◆ EXERCISE DESCRIPTION: Transcribe the records below exactly, leaving out any pictures.
━━━━━ GIVEN DATA ━━━━━
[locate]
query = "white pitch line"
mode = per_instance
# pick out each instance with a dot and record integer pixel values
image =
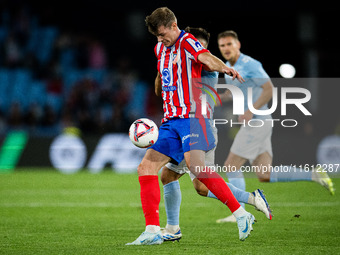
(117, 205)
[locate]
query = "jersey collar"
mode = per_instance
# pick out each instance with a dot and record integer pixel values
(179, 37)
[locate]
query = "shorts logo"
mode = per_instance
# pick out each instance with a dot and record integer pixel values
(189, 136)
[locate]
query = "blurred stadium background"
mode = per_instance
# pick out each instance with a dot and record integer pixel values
(87, 69)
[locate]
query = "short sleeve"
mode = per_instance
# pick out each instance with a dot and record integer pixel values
(194, 47)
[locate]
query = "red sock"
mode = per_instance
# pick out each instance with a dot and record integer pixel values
(150, 197)
(219, 188)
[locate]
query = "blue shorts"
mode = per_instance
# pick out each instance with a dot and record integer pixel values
(177, 136)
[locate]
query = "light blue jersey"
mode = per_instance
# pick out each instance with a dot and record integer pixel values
(255, 76)
(211, 79)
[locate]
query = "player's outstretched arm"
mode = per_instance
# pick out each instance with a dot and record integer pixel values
(215, 64)
(158, 85)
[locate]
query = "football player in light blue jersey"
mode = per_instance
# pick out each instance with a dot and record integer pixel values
(171, 172)
(254, 143)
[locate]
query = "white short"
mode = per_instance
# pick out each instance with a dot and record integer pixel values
(253, 141)
(182, 168)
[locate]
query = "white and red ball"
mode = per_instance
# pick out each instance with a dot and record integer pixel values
(143, 132)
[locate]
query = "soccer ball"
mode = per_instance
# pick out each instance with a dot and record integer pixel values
(143, 133)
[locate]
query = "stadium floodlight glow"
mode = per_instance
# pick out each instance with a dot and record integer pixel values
(287, 70)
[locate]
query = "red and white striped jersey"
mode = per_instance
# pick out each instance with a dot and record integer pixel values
(178, 66)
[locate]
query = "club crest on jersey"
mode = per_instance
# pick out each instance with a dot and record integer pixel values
(166, 80)
(198, 46)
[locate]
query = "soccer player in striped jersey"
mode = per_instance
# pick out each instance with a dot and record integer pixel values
(184, 133)
(172, 172)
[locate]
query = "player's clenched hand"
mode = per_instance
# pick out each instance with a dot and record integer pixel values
(232, 72)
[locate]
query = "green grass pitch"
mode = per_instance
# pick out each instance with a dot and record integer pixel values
(44, 212)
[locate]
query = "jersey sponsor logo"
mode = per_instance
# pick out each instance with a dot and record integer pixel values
(195, 44)
(166, 81)
(166, 77)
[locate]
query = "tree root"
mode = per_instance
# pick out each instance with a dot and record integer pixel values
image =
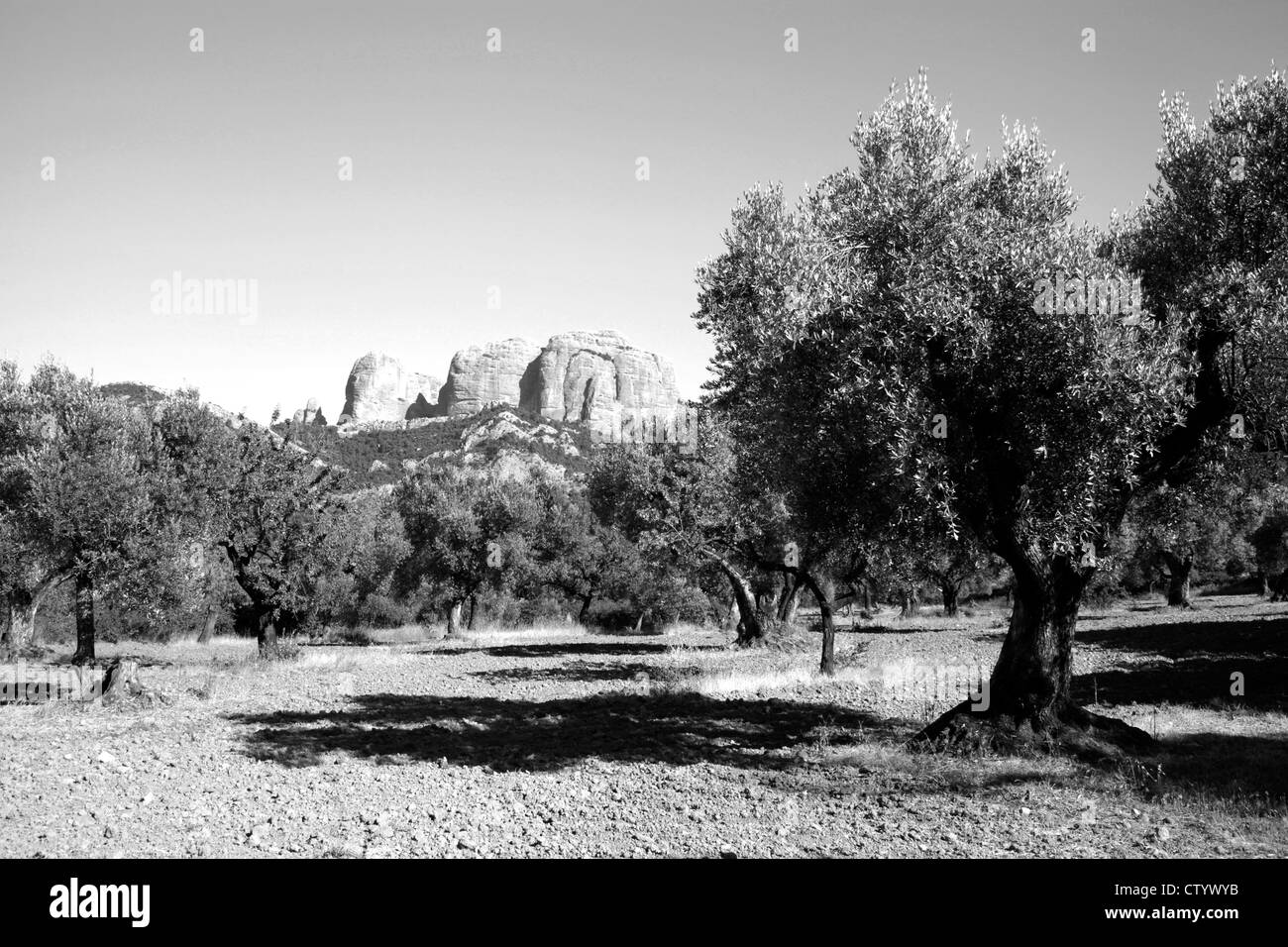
(1064, 728)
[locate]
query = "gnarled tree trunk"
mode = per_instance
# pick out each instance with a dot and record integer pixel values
(1177, 579)
(909, 603)
(84, 620)
(267, 635)
(750, 630)
(454, 618)
(207, 629)
(1030, 684)
(822, 592)
(949, 592)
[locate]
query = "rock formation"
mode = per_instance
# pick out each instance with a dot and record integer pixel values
(380, 389)
(576, 376)
(482, 375)
(309, 414)
(584, 376)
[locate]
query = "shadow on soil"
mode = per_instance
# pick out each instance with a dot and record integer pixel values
(515, 735)
(572, 672)
(1193, 664)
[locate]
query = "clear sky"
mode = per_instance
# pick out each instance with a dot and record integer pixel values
(514, 170)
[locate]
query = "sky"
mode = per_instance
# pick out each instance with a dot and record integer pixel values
(496, 193)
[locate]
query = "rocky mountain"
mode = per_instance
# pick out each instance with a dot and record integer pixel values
(585, 376)
(575, 376)
(480, 376)
(309, 414)
(380, 389)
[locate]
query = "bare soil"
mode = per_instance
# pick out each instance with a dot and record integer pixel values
(561, 742)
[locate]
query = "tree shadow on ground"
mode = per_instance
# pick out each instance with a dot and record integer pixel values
(1249, 770)
(575, 671)
(1198, 681)
(535, 736)
(1267, 635)
(572, 648)
(1190, 664)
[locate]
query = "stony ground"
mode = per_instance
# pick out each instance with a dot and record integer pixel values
(558, 742)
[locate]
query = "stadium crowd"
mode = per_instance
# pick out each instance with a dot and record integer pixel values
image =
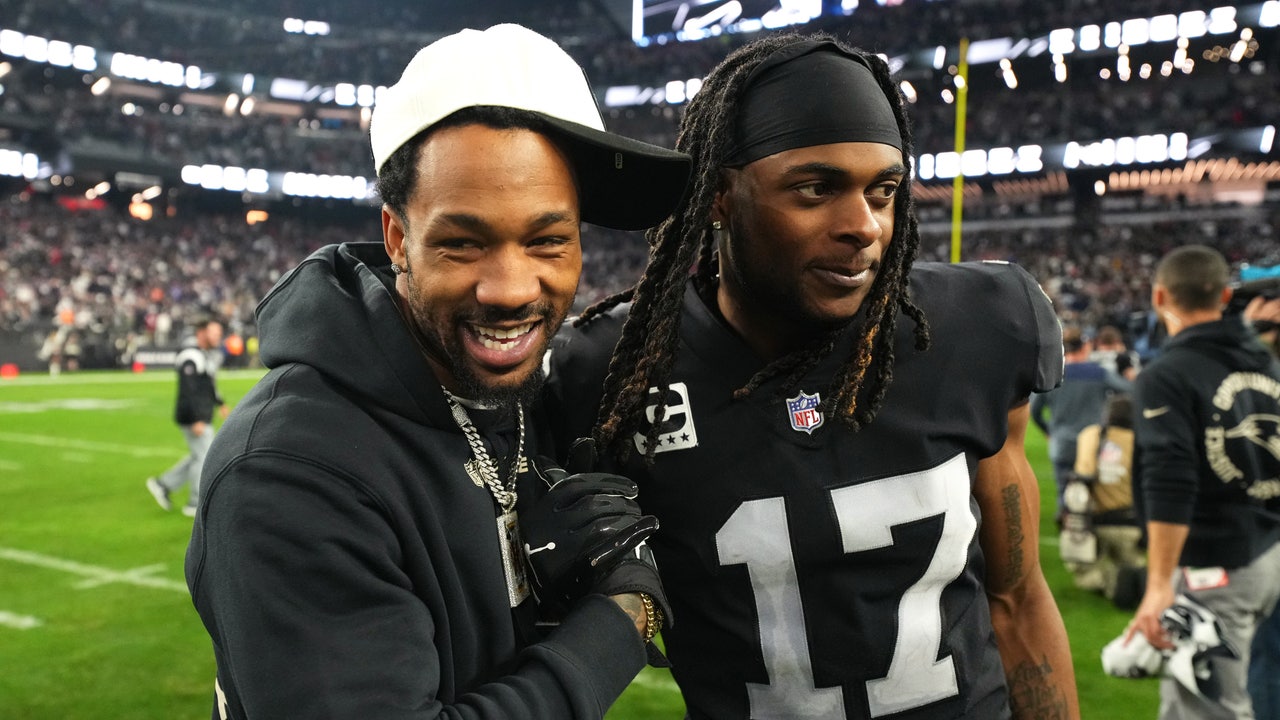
(1216, 96)
(122, 283)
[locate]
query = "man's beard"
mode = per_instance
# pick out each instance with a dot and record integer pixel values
(448, 351)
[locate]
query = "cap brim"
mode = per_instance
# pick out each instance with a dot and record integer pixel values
(622, 183)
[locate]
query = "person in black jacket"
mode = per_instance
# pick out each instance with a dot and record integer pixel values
(1208, 475)
(197, 399)
(360, 550)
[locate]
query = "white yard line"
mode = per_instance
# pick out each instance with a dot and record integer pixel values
(90, 446)
(19, 621)
(95, 575)
(115, 378)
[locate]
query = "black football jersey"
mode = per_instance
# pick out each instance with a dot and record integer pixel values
(814, 572)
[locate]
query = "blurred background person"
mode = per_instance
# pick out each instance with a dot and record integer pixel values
(1073, 405)
(1208, 477)
(197, 397)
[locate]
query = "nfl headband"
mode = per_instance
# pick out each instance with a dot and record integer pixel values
(813, 92)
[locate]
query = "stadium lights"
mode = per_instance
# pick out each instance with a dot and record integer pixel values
(297, 26)
(1059, 68)
(1008, 72)
(18, 164)
(216, 177)
(341, 187)
(42, 50)
(1127, 150)
(1270, 14)
(1196, 172)
(159, 72)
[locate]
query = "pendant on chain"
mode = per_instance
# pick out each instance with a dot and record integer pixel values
(512, 560)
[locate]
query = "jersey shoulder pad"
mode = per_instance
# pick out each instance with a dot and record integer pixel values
(1004, 297)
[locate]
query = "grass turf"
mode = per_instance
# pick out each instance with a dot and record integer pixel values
(92, 564)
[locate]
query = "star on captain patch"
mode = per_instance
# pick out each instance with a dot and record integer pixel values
(676, 425)
(804, 414)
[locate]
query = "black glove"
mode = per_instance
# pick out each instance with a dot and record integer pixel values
(636, 572)
(579, 532)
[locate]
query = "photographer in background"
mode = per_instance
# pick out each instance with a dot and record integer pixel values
(1264, 314)
(1207, 475)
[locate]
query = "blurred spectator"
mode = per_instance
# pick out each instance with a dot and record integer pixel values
(1074, 405)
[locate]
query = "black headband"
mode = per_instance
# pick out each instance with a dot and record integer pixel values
(813, 92)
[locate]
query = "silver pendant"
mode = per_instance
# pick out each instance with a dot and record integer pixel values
(472, 468)
(512, 560)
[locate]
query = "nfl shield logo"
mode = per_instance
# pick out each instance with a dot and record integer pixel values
(804, 414)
━━━━━
◆ EXERCISE OUTPUT:
[locate]
query = "white pitch line"
mode = per_instance
# pick out each instance with a dot and record integer pixel values
image =
(117, 205)
[locate]
query = "jersey collar"
mode = per_instance
# pick out each instance with a dot and record integer pixel values
(179, 37)
[locate]
query = "shorts logo"
mode = per_instance
# pick out each instance with a dot and record integer pixel values
(189, 136)
[locate]
query = "blurred stadium background"
mode = per_instance
# pick out each instance with a dot and record integer pixel values
(87, 69)
[locate]
query = "short sleeve"
mode = per_instance
# pick out each instance with a dot and record integer pixel values
(194, 47)
[locate]
query = "red sock"
mode = per_instance
# pick out each instance with a dot and record integer pixel values
(150, 197)
(219, 188)
[locate]
query = "blue shorts"
mode = per_instance
# pick out each instance with a dot and record integer pixel values
(177, 136)
[locate]
query = "light blue jersey"
mode = per_instance
# pick out each instance with a dot and record integer pixel values
(255, 76)
(211, 79)
[locate]
query = "player's outstretched arm"
mode = per_instance
# pick out each instance with a dot and record integer pixel values
(215, 64)
(158, 85)
[locate]
query = "football player in light blue jersey"
mode = per_instance
# pick out each instance with a dot and record integer pixel values
(171, 172)
(254, 143)
[locate]
query = "white short"
mode = per_instance
# pick out each instance with a dot and record integer pixel values
(253, 141)
(182, 168)
[locate]
query = "white and red ball"
mode = per_instance
# pick out each instance with a dot and record integer pixel values
(143, 132)
[locate]
query = "soccer ball"
mode = per_instance
# pick out each instance with a dot and record integer pixel values
(143, 133)
[locate]
query = "stadium floodlight glow"
mode = per_instance
# pick out each instance with a dot and record integer pixel values
(287, 70)
[locate]
query = "red and white striped jersey"
mode = per_instance
# pick out each instance with a dot and record integer pixel values
(178, 66)
[locate]
query = "club crest on jersey"
mode = per_instance
# pick out each instance with a dot and record integer pixel values
(166, 80)
(198, 46)
[locate]
query = "soccer player in striped jersey"
mode = per_instance
# pick out each instance with a dot and record integer pixel values
(184, 133)
(172, 172)
[locate]
query = "player's clenched hand"
mode = per_instance
# pick out each instance with a dot and record integer pixel values
(232, 72)
[locate]
query = "green grass pitch"
mode = per_instance
# pick out each instance with a dot and record integer pixel values
(44, 212)
[locate]
query = "jersey sponsor logo"
mode = per_instance
# pick out each instance with a dot and record integer pixel values
(195, 44)
(166, 81)
(166, 77)
[locate]
query = "tree root"
mode = per_instance
# pick out each instance with a dot and record integer pixel values
image =
(1064, 728)
[locate]
query = "gnarled tree trunk"
mode = per_instance
# pick out each instance with a dot and record integer pixel values
(1177, 579)
(909, 603)
(84, 620)
(267, 635)
(750, 630)
(454, 618)
(207, 629)
(1030, 684)
(822, 592)
(949, 592)
[locate]
query = "rock formation"
mode = per_instance
# pick out each instance with a dot and record integer pixel values
(380, 389)
(576, 376)
(482, 375)
(309, 414)
(584, 376)
[locate]
query = "shadow on soil"
mode = per_instance
# pick out each instance with a dot and record integer pixel values
(515, 735)
(572, 672)
(1193, 664)
[locate]
query = "clear sky"
mode = per_instance
# pick out each instance with a dot and record integer pixel values
(514, 170)
[locate]
query = "sky"
mode = per_instance
# pick out each instance with a dot and record integer pixel values
(496, 193)
[locate]
query = "rocky mountain"
mode = per_instance
# pick out each instance with a dot and record integer pixel values
(585, 376)
(575, 376)
(480, 376)
(309, 414)
(380, 389)
[locate]
query = "bare soil"
mode = per_instance
# pick out each instance with a dot and record integer pixel values
(561, 742)
[locate]
query = "tree shadow on ground"
mode = per_instance
# pick out each instance with a dot and record integer pixel values
(1249, 770)
(575, 671)
(1198, 681)
(535, 736)
(1267, 635)
(572, 648)
(1190, 664)
[locate]
query = "stony ground"
mode = per_instance
# pick out each instance with a dot and record integer pixel values
(558, 742)
[locate]
query = "stadium crowd"
mode = per_instance
# pick out each instance with a dot and record integer pixel values
image =
(1216, 96)
(122, 283)
[locate]
query = "man's beard"
mode = per_instance
# pick out each instance with a dot and record integer pixel values
(448, 351)
[locate]
query = "cap brim"
mode = per_instance
# pick out each instance with a dot and record integer pixel values
(622, 183)
[locate]
query = "person in black jacket"
mode = per_instance
# pick out each instance with a dot and record integer pixel values
(1208, 475)
(197, 399)
(360, 550)
[locate]
query = "white yard line"
mode = per_instance
# pick out each instance with a dot and record integer pixel values
(90, 446)
(19, 621)
(95, 575)
(115, 378)
[locate]
query = "black football jersey"
mode = per_instance
# pick out each instance with a dot and record integer pixel values
(814, 572)
[locate]
query = "blurred background person"
mode = per_instance
# pick out each instance with a dot and record integer pixel values
(1073, 405)
(1208, 477)
(197, 397)
[locate]
query = "nfl headband"
mode = per_instance
# pick out each instance with a dot and record integer pixel values
(813, 92)
[locate]
query = "stadium lights"
mode = per_instance
# pick out each instance with a dot and record integer pixel values
(297, 26)
(1059, 68)
(1008, 72)
(18, 164)
(216, 177)
(341, 187)
(42, 50)
(1127, 150)
(1270, 14)
(1196, 172)
(159, 72)
[locate]
query = "pendant on chain"
mode = per_instance
# pick out each instance with a dot and record integer pixel values
(512, 560)
[locate]
query = "jersey shoulder pad"
mode = per_instance
# pick out each instance with a dot and record integer pixel values
(1004, 297)
[locate]
query = "grass turf"
mode = per_instance
# pick out each instance with a dot and record integer pixel values
(92, 564)
[locate]
query = "star on captain patch"
mode = per_instance
# pick out each instance with a dot and record integer pixel values
(676, 425)
(804, 414)
[locate]
query = "black glove"
mode = per_instance
# pick out each instance with a dot and record integer pixel values
(636, 572)
(579, 532)
[locate]
query = "photographer in background"
mode = per_instance
# pick out each instance with a dot and record integer pixel values
(1264, 314)
(1207, 475)
[locate]
query = "blurred spectator"
mode = per_instance
# pick out each instance with a dot and record integer pixel values
(1074, 405)
[locate]
query = "black headband"
mode = per_instance
# pick out each instance with a dot and record integer pixel values
(813, 92)
[locate]
query = "silver pendant"
mode = per_instance
# pick out each instance with a dot and record integer pixel values
(472, 468)
(512, 560)
[locate]
query = "nfl shield logo"
mode = per_instance
# pick out each instance with a dot and record integer pixel values
(804, 414)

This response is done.